Ambassador of Canada to Germany
- In office 1980–1983
- Preceded by: John Gelder Horler Halstead
- Succeeded by: Donald Sutherland McPhail

Ambassador of Canada to Italy
- In office 1973–1976
- Succeeded by: Roger Anthony Bull

Ambassador of Canada to Turkey
- In office 1971–1967

Personal details
- Born: March 23, 1922 Berlin, Germany
- Died: January 30, 2012 (aged 89) Toronto, Ontario, Canada
- Alma mater: University of Toronto

= Klaus Goldschlag =

Canadian diplomat (1922–2012)

Klaus Goldschlag, (March 23, 1922 - January 30, 2012) was a Canadian diplomat.

== Early life ==
He was born in Berlin, Germany, to the lawyer Walter Goldschlag and his wife Charlotte, née Blumenthal. The family on his father's side were middle-class assimilated Jews and included lawyers and merchants.

RECORDS SHOWN:

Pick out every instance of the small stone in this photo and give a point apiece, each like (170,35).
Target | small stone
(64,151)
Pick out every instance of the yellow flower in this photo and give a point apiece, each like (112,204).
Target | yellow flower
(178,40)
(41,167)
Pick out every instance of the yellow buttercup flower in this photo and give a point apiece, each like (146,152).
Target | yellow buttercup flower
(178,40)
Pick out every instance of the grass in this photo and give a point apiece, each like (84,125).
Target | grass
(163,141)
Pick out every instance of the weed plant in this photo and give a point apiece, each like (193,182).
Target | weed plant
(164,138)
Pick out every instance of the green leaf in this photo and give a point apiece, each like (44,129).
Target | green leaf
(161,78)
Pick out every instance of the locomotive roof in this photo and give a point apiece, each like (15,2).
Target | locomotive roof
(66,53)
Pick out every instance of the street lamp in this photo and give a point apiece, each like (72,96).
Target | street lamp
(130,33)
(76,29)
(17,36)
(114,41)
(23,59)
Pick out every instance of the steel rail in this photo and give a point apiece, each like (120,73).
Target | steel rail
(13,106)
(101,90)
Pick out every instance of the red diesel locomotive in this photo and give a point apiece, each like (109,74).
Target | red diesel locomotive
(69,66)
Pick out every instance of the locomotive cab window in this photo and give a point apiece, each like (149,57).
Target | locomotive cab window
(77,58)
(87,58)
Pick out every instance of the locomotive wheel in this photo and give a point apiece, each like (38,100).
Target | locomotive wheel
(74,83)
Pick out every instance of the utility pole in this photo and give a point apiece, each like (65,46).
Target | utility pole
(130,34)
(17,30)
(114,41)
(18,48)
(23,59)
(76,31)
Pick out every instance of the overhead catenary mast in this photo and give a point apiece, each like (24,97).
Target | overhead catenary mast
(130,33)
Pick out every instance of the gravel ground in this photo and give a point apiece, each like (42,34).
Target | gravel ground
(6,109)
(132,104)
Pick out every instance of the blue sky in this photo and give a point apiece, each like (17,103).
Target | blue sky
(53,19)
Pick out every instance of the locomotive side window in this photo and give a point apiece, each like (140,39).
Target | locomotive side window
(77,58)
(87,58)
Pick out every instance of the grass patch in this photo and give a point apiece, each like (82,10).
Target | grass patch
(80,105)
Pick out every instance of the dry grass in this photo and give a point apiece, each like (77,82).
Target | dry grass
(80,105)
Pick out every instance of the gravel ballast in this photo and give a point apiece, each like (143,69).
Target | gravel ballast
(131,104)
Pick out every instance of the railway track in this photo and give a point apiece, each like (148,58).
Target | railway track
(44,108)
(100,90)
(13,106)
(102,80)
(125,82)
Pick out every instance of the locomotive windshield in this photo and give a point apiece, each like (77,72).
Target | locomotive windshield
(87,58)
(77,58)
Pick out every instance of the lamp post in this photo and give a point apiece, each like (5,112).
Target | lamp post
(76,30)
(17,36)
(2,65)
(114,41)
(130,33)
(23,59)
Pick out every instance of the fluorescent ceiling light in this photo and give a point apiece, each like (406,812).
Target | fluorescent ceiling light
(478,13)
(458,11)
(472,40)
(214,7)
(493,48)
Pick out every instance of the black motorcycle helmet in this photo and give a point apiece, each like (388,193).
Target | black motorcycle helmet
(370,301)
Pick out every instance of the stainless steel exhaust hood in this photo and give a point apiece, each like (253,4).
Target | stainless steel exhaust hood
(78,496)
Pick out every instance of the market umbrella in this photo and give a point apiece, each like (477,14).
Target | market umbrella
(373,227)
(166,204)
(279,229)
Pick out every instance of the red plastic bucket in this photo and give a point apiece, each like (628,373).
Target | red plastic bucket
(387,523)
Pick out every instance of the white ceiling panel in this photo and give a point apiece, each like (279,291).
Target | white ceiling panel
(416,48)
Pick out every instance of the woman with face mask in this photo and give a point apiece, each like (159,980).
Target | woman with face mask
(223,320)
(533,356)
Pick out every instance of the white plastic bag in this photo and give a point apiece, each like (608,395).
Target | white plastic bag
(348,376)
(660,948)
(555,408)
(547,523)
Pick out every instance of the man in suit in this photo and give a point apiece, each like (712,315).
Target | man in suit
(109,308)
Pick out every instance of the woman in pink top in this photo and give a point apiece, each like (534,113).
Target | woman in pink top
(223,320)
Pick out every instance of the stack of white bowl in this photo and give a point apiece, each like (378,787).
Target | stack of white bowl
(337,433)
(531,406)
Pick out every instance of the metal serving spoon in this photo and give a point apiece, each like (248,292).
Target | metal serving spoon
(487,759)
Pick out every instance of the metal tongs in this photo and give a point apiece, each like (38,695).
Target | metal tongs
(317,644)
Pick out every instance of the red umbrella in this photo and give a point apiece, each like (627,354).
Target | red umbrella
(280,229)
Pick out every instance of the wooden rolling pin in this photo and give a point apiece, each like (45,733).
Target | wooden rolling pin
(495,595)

TASK ITEM: Summarize the text on Klaus Goldschlag above in two sentences.

SOLUTION BELOW: Klaus Goldschlag (1922–2012) was a Canadian diplomat, a University of Toronto graduate, who served as Canada's ambassador to Italy from 1973 to 1976 and to Germany from 1980 to 1983. He was born in Berlin to the lawyer Walter Goldschlag and his wife Charlotte, née Blumenthal, and his father's family were middle-class assimilated Jews.